-------- Testo

CENNINI, Cennino
Nacque da Drea (Andrea) a Colle di Val d'Elsa nella seconda metà del sec. XIV. Il padre era probabilmente pittore, e il C. si indirizzò sulla stessa via, facendo il suo tirocinio nella bottega fiorentina di Agnolo Gaddi, figlio e allievo di Taddeo Gaddi, che a sua volta era stato discepolo di Giotto. Quasi nulla sappiamo della sua vita. Il suo nome non compare, a Firenze, né nelle matricole dell'arte, né nella compagnia dei pittori; gli unici riferimenti cronologici puntuali provengono da due strumenti notarili del 1398 (Archivio di Stato di Firenze, Diplomatico, 13 ag. 1398, notaio Bandino Bandini dei Brazzi; 19 ag. 1398, notaio Geremia d'Antonio), che attestano la sua presenza a Padova come pittore al servizio di Francesco da Carrara e l'avvenuto matrimonio con una Ricca di Cittadella.
A Padova il C. era giunto forse al seguito di Bonifacio Lupi, fondatore di quell'ospedale fiorentino di S. Bonifacio in cui era conservata l'unica sua opera pressoché sicura (Milanesi, 1859, pp. VI s.); nell'anno 1398 l'artista doveva risiedere a Padova ormai da tempo, dato che la moglie proveniva dal contado padovano. Altre notizie si possono desumere dal primo capitolo del trattato per cui egli è oggi ricordato, il Libro dell'Arte: nella sua "genealogia pittorica" parte dal suo maestro, Agnolo di Taddeo Gaddi con cui rimase dodici anni, per risalire a Giotto, dal C. proclamato padre della nuova pittura.
Come pittore, egli si definisce "piccolo maestro esercitante nell'arte di dipintoria", forse non tanto per coscienza del suo effettivo valore, quanto per una sorta di retorica modestia; comunque, dalle opere che di recente si è cercato di raggruppare intorno al suo nome (Boskovits, 1973), egli apparirebbe come uno dei tanti seguaci artigianali della tarda tradizione giottesca, quale si tramandava a Firenze allo scorcio del '300 nelle botteghe degli Orcagna, dei Gaddi e dei Gerini, che traduce le nuove notazioni naturalistiche e il gusto decorativo del gotico tardo in un "idioma campagnolo" e che sembra volutamente disinteressarsi di organicità compositiva e spaziale e di sofisticate eleganze. Il Vasari cita una Madonna e santi sotto la loggia dell'ospedale di S. Bonifacio, ancora ben conservata ai suoi tempi, che nel 1787 fu trasportata su tela in seguito al rifacimento dell'ospedale voluto da Pietro Leopoldo. L'affresco è stato identificato in un pezzo, ora pressoché illeggibile, in deposito presso le Gallerie fiorentine e presentato alla prima Mostra degli affreschi staccati al Forte del Belvedere (Firenze 1957; cfr. catal. pp. 28 s.); tuttavia U. Procacci (cfr. Boskovits, 1973) non crede che si tratti della Madonna citata dal Vasari che egli considera perduta.

----------------

* [Istruzioni]
a. Riproduca dalla voce su Cennino Cennini il passo che si apre con le parole contenenti "A Padova il" e si chiude con "della nuova pittura.".
b. Risponda alle seguenti domande sulla voce su Cennino Cennini:
(i) In quale bottega fiorentina egli fece il suo tirocinio?
(ii) Per quanti anni rimase presso il suo maestro?
(iii) In quale anno la Madonna e santi dell'ospedale di S. Bonifacio fu trasportata su tela?
c. Prosegua la voce su Cennino Cennini a partire dall'ultima frase riportata.

-------- Dati forniti

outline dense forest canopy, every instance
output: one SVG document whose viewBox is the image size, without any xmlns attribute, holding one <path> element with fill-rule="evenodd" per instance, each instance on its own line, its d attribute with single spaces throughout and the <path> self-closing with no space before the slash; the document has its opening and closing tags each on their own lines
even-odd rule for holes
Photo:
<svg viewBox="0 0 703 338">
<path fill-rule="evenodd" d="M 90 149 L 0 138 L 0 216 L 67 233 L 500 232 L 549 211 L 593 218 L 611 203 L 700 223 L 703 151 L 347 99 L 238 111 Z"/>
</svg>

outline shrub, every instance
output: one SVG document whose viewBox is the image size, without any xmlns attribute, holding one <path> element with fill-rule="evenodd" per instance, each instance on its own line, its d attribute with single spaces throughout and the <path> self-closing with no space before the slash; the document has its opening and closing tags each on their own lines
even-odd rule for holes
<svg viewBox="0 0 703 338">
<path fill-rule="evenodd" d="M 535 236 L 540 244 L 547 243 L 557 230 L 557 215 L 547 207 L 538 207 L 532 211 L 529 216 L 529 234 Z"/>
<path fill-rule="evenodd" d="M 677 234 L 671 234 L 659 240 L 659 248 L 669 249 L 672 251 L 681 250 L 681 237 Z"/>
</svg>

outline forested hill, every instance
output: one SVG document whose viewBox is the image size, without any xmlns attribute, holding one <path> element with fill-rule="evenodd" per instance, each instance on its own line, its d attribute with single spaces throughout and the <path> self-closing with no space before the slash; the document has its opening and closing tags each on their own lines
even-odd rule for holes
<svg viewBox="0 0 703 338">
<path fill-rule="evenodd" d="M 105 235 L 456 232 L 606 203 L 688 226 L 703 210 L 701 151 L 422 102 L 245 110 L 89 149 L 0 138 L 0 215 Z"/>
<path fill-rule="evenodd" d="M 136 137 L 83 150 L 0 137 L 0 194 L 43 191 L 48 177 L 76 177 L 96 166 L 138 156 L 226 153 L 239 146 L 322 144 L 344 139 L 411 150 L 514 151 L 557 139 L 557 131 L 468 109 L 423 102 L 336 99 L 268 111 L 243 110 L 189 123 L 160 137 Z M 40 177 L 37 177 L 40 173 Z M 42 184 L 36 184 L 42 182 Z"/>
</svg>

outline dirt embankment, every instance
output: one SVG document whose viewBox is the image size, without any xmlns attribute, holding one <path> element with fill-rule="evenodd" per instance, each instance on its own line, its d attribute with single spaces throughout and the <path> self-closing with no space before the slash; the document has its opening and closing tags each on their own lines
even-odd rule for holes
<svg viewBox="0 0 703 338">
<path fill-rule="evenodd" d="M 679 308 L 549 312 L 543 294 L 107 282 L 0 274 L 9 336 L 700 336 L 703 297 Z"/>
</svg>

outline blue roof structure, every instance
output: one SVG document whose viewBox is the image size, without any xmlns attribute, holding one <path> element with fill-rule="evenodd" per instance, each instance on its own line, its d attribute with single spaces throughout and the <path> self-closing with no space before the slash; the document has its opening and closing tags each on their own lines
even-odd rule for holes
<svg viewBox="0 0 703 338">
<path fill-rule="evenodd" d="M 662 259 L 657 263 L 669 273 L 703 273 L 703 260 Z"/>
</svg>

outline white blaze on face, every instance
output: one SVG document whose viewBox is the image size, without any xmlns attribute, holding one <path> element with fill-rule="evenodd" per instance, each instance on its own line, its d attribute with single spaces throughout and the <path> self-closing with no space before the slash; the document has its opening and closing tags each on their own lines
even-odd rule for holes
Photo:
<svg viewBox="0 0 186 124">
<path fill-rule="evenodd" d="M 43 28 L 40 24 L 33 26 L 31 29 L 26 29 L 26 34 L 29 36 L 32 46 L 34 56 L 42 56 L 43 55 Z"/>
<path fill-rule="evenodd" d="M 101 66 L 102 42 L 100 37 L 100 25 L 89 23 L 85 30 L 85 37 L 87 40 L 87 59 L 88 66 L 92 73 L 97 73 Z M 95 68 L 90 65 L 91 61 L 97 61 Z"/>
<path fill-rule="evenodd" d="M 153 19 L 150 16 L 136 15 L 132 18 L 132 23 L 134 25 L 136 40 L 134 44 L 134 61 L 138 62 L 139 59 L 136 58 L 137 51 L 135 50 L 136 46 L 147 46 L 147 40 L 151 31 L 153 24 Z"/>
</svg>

----------------

* [Risposte]
a.
A Padova il C. era giunto forse al seguito di Bonifacio Lupi, fondatore di quell'ospedale fiorentino di S. Bonifacio in cui era conservata l'unica sua opera pressoché sicura (Milanesi, 1859, pp. VI s.); nell'anno 1398 l'artista doveva risiedere a Padova ormai da tempo, dato che la moglie proveniva dal contado padovano. Altre notizie si possono desumere dal primo capitolo del trattato per cui egli è oggi ricordato, il Libro dell'Arte: nella sua "genealogia pittorica" parte dal suo maestro, Agnolo di Taddeo Gaddi con cui rimase dodici anni, per risalire a Giotto, dal C. proclamato padre della nuova pittura.

b.
(i) Nella bottega di Agnolo Gaddi.
(ii) Dodici anni.
(iii) Nel 1787.

c.
Non hanno basi convincenti nemmeno le altre opere riferite al C. in passato: se ne veda l'elenco e la discussione nell'articolo del Boskovits (1973), a cui spetta la ricostruzione di un corpus piuttosto omogeneo di opere articolate intorno agli affreschi con Storie di s. Stefano, dell'abbazia di San Lucchese, vicino a Poggibonsi. Questi, tradizionalmente attribuiti a Taddeo Gaddi ma datati 1388, sonofirmati con l'iscrizione mutila "collensis patria" probabilmente riferibile, sia pur senza la certezza assoluta, all'autore di queste storie, cittadino di Colle quale era appunto il C. (Neri, 1903; Thieme-Becker). Intorno a questo ciclo il Boskovits ha raccolto altre due opere sicuramente legate a Colle di Val d'Elsa; cioè la Natività della Vergine nella Pinacoteca di Siena ma proveniente da una chiesa di Colle, e un tabernacolo con la Madonna col Bambino, per altro mutilo e molto alterato, tuttora in una via della cittadina toscana; inoltre due santi, Agostino (?) e Gregorio, scomparti di un polittico ora agli Staatliche Museen di Berlino-Dahlem e un gruppo di tre Madonne col Bambino, una a Greenwich (Conn.), coll. Hylard, e due ora di ubicazione ignota dopo essere passate sui mercati di Monaco e di Firenze.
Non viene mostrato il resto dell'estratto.